Short problem> Write out the lines from the one containing "of the whiteboard" through the last line, both included and requests and all. Scale every coordinate in the answers by 0.75, rounding to whole numbers with halves going up, and leave the sample points in the requests as they are.

Position identification records:

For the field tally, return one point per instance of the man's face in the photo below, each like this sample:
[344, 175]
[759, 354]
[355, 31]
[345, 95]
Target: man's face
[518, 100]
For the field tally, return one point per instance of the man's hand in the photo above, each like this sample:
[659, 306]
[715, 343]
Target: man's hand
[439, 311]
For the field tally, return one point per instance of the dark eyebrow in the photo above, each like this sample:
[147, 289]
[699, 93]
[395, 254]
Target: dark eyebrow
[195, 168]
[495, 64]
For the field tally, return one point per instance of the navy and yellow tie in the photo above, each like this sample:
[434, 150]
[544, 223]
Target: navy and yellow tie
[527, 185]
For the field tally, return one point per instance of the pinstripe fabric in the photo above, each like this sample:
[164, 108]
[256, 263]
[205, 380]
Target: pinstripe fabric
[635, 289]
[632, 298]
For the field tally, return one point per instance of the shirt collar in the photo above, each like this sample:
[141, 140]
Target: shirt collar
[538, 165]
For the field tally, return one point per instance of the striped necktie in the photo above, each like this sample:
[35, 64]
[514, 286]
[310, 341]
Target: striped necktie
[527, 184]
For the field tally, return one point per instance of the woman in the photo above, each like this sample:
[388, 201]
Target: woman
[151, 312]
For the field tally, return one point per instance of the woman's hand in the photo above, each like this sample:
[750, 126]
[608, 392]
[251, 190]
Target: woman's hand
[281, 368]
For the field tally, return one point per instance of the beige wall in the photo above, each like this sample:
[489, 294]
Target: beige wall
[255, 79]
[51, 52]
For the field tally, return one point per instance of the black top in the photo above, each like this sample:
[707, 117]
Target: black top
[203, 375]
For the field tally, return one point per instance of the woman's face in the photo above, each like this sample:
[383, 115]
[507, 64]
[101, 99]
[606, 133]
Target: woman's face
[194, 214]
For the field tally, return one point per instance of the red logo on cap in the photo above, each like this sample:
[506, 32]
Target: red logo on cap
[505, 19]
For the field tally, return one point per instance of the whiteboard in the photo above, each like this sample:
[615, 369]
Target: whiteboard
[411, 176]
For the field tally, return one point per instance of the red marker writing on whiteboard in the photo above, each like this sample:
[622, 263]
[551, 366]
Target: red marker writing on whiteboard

Result>
For the field tally, return one point per instance of the whiteboard in the photo above, each like this sample:
[615, 369]
Target: whiteboard
[308, 132]
For the field tally, return one point per instance of the red marker writing on whiteboard in the photo above, each like this sample:
[622, 263]
[551, 366]
Target: red marker writing on whiteboard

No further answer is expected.